- © Seismological Society of America
We introduce an open‐source MATLAB software package, named Crazyseismic, for passive seismic data preprocessing. Built‐in core functions such as seismic phase travel‐time calculation and multichannel cross correlation significantly improve the efficiency of data processing. Compared with conventional command‐line‐style toolboxes, all functions in Crazyseismic are embedded in one single graphic user interface (GUI). The human–machine interactive nature of GUI facilitates data quality control. The simplicity of the software allows users to process Seismic Analysis Code format seismic data with great ease and also provides a means by which users can tailor the software for their specific needs. We demonstrate the power of our software through two field examples: one for P‐wave arrival‐time picking and the other for receiver function calculation. The software can essentially be used for analyzing all major body‐wave phases in seismology.
In modern seismology, especially array seismology, seismic processing and data quality control are critical for the application of the sophisticated modeling, imaging, and inversion algorithms needed to understand the Earth’s structures and earthquake source mechanisms. As a result of increased coverage and improved detection capability from both permanent and temporary networks, the volume of seismic data has increased exponentially in recent decades. For instance, the EarthScope Transportable Array has stepped across the conterminous United States with a total number of ∼2000 broadband seismic stations and has recorded thousands of terabytes of seismic data since 2004. Analyzing such amounts of data is prohibitive without an efficient processing workflow or tool.

Dataset content ->
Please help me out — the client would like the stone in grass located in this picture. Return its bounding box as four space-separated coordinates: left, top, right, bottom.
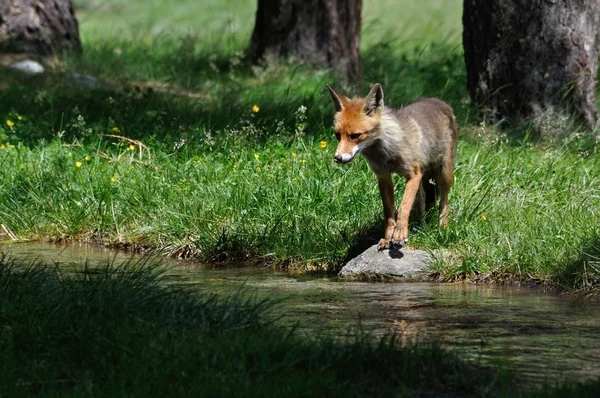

Written exercise 1 -> Retype the Crazyseismic passage, starting with "In modern seismology, especially" and going on through "workflow or tool.".
Written exercise 2 -> In the Crazyseismic passage, since what year has the EarthScope Transportable Array been recording seismic data?
Written exercise 3 -> Write what follows the last sentence of the Crazyseismic passage.
The lines have no connection to the passage about the Crazyseismic software.

Exercise answer 1 ->
In modern seismology, especially array seismology, seismic processing and data quality control are critical for the application of the sophisticated modeling, imaging, and inversion algorithms needed to understand the Earth’s structures and earthquake source mechanisms. As a result of increased coverage and improved detection capability from both permanent and temporary networks, the volume of seismic data has increased exponentially in recent decades. For instance, the EarthScope Transportable Array has stepped across the conterminous United States with a total number of ∼2000 broadband seismic stations and has recorded thousands of terabytes of seismic data since 2004. Analyzing such amounts of data is prohibitive without an efficient processing workflow or tool.

Exercise answer 2 -> Since 2004.

Exercise answer 3 ->
In the past few decades, several seismic packages have been developed; the most popular is the Seismic Analysis Code (SAC; Goldstein et al., 2003). Because of its rich and powerful library of functions for analyzing three‐component seismograms, SAC has become the standard analysis toolbox in the global seismology community. However, its ability to visualize, process, and analyze a large number of seismic traces is limited by its original software architecture. Another powerful open‐source package is Seismic Unix (SU; Cohen and Stockwell, 2000), which is capable of analyzing a large dataset. However, the SU is mainly used in exploration seismology with regularized data acquisition geometry that is often not present in global seismology. There are also some Python‐based tools, such as ObsPy (Beyreuther et al., 2010) and AIMBAT (Lou et al., 2013). As the commercial platform MATLAB from Mathworks (see Data and Resources) became popular, MATLAB‐based seismic packages were developed, such as SplitLab (Wustefeld et al., 2008), Coral and SEIZMO (see Data and Resources). Most of these MATLAB‐based packages are either command‐line‐style utility toolboxes or specified for particular purposes, for example, measuring shear‐wave splitting (Wustefeld et al., 2008). As an exception, MatSeis (Harris and Young, 1996) provides an interactive graphic user interface (GUI) for data visualization, processing, and analysis. The implementation of an interactive GUI is crucial for data quality control, but there is still much need for the improvement of overall performance and efficiency of currently available seismic packages.
Here, we introduce Crazyseismic, a new MATLAB GUI‐based seismic software package, for passive seismic data preprocessing. Two main features make it distinct from other seismic packages. First, large‐volume seismic data can be processed efficiently in a multichannel sense. For example, the alignment of a particular seismic phase and the determination of its relative arrival times at different stations can be simultaneously achieved through multichannel cross correlation. Second, all functions are unified into one single GUI so that users can interactively visualize and process data with great ease. Because Crazyseismic is built entirely on the MATLAB platform, new processing algorithms can be flexibly incorporated into this package.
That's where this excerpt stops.